[Items from a data source]

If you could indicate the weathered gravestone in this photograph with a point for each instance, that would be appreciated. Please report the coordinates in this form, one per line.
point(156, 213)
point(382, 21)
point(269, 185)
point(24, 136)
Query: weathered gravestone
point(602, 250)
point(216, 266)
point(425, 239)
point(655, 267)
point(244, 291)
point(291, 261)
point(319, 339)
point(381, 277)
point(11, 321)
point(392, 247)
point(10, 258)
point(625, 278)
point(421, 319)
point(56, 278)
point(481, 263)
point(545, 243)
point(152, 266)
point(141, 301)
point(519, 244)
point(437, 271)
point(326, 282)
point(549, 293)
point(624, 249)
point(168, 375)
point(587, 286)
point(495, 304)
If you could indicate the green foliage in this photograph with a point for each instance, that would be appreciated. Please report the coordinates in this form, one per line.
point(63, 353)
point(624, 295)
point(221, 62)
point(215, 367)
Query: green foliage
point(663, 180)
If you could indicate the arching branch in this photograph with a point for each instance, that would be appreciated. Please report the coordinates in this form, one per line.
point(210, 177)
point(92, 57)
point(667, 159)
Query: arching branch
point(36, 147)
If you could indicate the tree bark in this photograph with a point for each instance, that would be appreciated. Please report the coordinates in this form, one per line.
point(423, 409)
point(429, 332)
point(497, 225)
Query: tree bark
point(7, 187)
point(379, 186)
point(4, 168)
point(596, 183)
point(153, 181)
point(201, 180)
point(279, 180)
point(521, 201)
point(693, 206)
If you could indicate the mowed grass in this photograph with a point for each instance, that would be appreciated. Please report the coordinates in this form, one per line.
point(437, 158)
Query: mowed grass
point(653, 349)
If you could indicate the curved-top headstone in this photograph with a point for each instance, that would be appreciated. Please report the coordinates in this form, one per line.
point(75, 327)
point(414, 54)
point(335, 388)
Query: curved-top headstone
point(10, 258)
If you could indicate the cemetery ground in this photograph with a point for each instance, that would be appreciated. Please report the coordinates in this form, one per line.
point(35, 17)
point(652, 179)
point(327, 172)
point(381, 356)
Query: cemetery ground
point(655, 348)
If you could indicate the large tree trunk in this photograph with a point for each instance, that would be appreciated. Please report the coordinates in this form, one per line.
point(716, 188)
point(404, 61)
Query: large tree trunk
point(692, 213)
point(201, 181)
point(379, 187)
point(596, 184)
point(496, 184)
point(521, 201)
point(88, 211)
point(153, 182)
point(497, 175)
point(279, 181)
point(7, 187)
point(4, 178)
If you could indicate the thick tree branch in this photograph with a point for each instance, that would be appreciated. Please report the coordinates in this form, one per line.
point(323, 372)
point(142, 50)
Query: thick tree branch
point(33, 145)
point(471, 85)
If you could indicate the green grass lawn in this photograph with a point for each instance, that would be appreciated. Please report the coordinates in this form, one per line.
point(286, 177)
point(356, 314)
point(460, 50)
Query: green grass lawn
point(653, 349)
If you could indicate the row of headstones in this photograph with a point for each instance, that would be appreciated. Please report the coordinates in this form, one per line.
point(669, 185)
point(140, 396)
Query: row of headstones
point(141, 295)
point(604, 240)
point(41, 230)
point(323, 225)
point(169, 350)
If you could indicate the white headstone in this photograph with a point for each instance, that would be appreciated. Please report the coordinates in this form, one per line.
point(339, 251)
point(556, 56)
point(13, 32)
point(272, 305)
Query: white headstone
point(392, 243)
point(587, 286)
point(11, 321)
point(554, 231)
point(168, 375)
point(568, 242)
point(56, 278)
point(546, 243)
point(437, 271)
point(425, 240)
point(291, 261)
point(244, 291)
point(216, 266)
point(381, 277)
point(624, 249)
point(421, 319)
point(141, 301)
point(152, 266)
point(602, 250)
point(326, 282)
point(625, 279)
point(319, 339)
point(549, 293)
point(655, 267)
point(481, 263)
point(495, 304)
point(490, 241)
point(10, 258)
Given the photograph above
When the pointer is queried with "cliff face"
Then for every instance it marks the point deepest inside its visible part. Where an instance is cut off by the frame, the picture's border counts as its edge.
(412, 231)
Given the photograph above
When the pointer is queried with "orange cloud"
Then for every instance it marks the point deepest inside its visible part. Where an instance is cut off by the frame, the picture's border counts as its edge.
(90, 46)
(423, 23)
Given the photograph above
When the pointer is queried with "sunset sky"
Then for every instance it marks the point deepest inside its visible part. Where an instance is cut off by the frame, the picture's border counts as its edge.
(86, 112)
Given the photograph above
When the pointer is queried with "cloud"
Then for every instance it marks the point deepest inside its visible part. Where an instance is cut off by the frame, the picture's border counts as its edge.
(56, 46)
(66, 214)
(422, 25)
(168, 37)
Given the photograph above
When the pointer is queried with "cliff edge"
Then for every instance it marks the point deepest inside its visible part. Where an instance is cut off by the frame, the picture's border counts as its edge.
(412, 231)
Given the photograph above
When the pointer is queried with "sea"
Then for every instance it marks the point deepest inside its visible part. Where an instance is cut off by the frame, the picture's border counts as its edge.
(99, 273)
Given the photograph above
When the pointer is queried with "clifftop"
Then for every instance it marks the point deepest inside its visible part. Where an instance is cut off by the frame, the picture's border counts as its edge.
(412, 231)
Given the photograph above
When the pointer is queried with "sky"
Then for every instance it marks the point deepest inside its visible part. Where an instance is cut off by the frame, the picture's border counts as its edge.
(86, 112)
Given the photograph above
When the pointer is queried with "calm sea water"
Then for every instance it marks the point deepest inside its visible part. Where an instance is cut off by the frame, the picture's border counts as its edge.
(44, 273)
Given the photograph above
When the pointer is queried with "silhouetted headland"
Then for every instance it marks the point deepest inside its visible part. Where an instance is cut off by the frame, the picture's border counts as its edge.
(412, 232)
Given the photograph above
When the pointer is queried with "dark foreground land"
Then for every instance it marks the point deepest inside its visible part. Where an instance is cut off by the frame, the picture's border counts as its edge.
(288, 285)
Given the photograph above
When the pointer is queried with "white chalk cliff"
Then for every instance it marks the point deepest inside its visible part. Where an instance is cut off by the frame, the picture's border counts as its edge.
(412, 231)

--

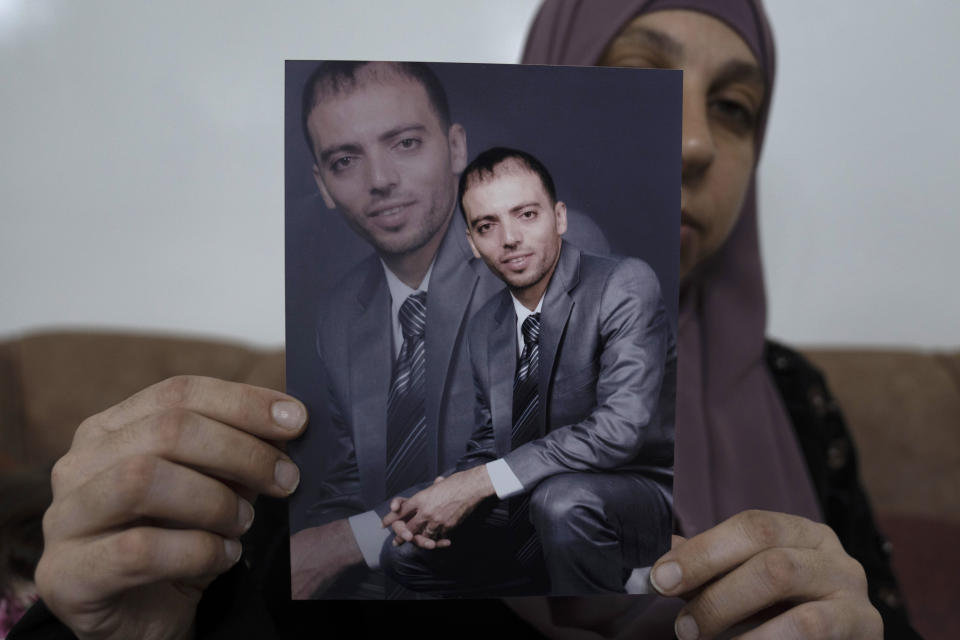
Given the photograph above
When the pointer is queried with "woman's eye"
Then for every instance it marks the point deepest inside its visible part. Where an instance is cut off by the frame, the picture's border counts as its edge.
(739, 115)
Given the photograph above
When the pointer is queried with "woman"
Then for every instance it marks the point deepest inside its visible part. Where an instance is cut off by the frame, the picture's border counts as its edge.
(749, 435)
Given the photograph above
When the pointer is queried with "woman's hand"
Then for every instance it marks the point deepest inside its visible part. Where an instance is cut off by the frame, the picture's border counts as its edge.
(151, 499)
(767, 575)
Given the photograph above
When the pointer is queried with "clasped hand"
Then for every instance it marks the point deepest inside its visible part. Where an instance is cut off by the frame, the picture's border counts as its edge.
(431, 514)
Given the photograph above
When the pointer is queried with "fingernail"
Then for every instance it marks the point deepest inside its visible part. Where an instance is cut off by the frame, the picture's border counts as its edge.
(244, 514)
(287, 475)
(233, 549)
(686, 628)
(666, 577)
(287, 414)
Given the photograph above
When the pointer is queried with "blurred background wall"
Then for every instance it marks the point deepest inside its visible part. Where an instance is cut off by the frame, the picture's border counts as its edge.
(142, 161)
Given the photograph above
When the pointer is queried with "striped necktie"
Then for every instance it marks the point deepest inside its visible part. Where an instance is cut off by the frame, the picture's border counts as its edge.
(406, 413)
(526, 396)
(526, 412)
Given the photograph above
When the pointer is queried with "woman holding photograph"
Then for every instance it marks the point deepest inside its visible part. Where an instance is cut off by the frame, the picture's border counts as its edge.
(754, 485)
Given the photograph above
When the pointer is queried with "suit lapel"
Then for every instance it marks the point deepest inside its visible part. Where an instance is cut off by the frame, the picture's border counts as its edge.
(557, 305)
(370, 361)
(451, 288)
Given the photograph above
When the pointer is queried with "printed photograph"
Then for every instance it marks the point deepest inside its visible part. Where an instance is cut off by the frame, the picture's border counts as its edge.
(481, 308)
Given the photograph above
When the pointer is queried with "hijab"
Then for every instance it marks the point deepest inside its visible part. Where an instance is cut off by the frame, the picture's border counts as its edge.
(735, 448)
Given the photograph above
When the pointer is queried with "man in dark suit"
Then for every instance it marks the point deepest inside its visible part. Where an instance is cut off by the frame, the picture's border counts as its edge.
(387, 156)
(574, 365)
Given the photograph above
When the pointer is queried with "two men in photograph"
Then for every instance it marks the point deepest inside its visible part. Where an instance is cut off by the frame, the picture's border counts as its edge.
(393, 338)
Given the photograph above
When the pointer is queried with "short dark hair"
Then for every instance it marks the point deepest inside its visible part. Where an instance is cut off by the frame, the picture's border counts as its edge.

_The task:_ Out of the entries above, write out only the lines between the line holding "If you could indicate the weathered" and the line holding "point(24, 136)", inclusive, each exactly as given.

_Output of the task:_
If you could indicate the weathered gravestone in this photograph with a point for each instance, that would be appreciated. Please report the coordinates in this form, one per line.
point(156, 213)
point(382, 21)
point(269, 185)
point(24, 136)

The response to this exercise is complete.